## Exercise prompt
The whole listing is to be printed again exactly.

== Segment start ==

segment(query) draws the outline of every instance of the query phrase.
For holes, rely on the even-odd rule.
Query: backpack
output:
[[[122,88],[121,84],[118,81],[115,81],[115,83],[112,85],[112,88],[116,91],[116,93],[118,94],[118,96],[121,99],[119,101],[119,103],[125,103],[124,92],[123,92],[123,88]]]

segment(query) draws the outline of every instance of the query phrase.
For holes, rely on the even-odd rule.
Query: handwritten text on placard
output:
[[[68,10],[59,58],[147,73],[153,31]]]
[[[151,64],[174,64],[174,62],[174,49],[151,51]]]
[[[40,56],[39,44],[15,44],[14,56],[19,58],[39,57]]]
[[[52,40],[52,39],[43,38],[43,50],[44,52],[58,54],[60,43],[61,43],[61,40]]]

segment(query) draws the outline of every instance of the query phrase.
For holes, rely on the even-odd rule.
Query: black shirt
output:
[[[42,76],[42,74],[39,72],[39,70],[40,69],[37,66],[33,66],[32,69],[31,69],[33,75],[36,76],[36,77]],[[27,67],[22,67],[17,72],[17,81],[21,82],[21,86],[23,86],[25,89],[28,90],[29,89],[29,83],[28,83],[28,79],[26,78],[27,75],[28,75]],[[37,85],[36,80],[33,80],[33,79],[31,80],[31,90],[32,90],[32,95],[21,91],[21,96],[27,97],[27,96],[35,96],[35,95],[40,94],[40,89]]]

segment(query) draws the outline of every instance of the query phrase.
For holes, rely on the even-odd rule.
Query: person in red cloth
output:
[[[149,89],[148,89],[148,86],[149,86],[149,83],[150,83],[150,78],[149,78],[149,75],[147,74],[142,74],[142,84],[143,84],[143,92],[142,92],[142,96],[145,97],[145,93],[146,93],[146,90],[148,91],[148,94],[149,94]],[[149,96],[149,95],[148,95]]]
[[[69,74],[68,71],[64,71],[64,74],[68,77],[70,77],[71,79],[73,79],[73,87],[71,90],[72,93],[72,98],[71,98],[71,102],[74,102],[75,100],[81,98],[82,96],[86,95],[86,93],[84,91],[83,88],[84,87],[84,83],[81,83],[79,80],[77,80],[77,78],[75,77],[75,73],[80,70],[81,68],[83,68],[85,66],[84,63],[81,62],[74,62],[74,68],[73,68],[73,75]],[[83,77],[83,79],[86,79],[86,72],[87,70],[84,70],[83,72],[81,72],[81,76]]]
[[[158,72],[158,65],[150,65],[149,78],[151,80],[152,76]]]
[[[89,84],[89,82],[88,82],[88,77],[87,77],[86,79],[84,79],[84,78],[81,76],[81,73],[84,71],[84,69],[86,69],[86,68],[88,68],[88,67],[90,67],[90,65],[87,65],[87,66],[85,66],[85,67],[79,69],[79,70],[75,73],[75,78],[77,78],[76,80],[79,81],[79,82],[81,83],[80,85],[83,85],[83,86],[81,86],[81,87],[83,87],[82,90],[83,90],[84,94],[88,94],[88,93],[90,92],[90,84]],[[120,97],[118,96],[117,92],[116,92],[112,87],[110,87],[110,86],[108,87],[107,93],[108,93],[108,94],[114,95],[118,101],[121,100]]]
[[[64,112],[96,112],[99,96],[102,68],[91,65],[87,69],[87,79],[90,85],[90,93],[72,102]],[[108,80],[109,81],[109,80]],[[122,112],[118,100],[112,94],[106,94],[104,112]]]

== Segment end ==

## Answer to the exercise
segment(query) draws the outline of every instance of the query phrase.
For holes, rely on the even-odd rule.
Query: backpack
output:
[[[122,88],[121,84],[118,81],[115,81],[115,83],[112,85],[112,88],[116,91],[116,93],[118,94],[118,96],[121,99],[119,101],[119,103],[125,103],[124,92],[123,92],[123,88]]]

segment(query) draws the outline of every instance of the query phrase.
For holes, rely on the even-odd rule.
Query: handwritten text on placard
output:
[[[68,10],[59,58],[147,73],[153,31]]]
[[[151,64],[174,64],[174,62],[174,49],[151,51]]]
[[[40,56],[39,44],[15,44],[14,56],[19,58],[39,57]]]
[[[52,40],[52,39],[43,38],[43,50],[44,52],[58,54],[60,43],[61,43],[61,40]]]

segment(query) draws the outline of every instance of the query phrase.
For holes, rely on the even-odd rule.
Query: black shirt
output:
[[[42,76],[42,74],[39,72],[39,70],[40,69],[37,66],[33,66],[32,69],[31,69],[33,75],[36,76],[36,77]],[[27,67],[22,67],[17,72],[17,81],[21,82],[21,86],[23,86],[25,89],[28,90],[29,89],[29,83],[28,83],[28,79],[26,78],[27,75],[28,75]],[[37,85],[36,80],[33,80],[33,79],[31,80],[31,90],[32,90],[32,95],[21,91],[21,96],[27,97],[27,96],[35,96],[35,95],[40,94],[40,89]]]

segment(query) draws the outline of every instance of the query phrase.
For holes, rely on the even-odd rule.
Query: person in red cloth
output:
[[[149,89],[148,89],[148,86],[149,86],[149,83],[150,83],[150,78],[149,78],[149,75],[147,74],[142,74],[142,84],[143,84],[143,92],[142,92],[142,96],[145,97],[145,93],[146,93],[146,90],[148,91],[148,94],[149,94]],[[149,96],[149,95],[148,95]]]
[[[69,74],[68,71],[64,71],[64,74],[68,77],[70,77],[71,79],[73,79],[73,87],[71,90],[72,93],[72,98],[71,98],[71,102],[74,102],[75,100],[81,98],[82,96],[86,95],[86,93],[84,91],[83,88],[84,87],[84,83],[81,83],[79,80],[77,80],[77,78],[75,77],[75,73],[80,70],[81,68],[83,68],[85,66],[84,63],[81,62],[74,62],[74,68],[73,68],[73,75]],[[83,77],[83,79],[86,79],[86,72],[87,70],[84,70],[83,72],[81,72],[81,76]]]
[[[158,72],[158,65],[150,65],[149,78],[151,80],[152,76]]]
[[[89,84],[89,82],[88,82],[88,77],[87,77],[86,79],[84,79],[84,78],[81,76],[81,73],[84,71],[84,69],[86,69],[86,68],[88,68],[88,67],[90,67],[90,65],[87,65],[87,66],[85,66],[85,67],[79,69],[79,70],[75,73],[75,78],[77,78],[76,80],[79,81],[79,82],[81,83],[80,85],[83,85],[83,86],[81,86],[81,87],[83,87],[82,90],[83,90],[84,94],[88,94],[88,93],[90,92],[90,84]],[[120,97],[118,96],[117,92],[116,92],[112,87],[110,87],[110,86],[108,87],[107,93],[108,93],[108,94],[114,95],[118,101],[121,100]]]
[[[64,112],[96,112],[99,96],[102,68],[91,65],[87,69],[87,79],[90,85],[90,93],[72,102]],[[108,80],[109,81],[109,80]],[[122,112],[118,100],[112,94],[106,94],[104,112]]]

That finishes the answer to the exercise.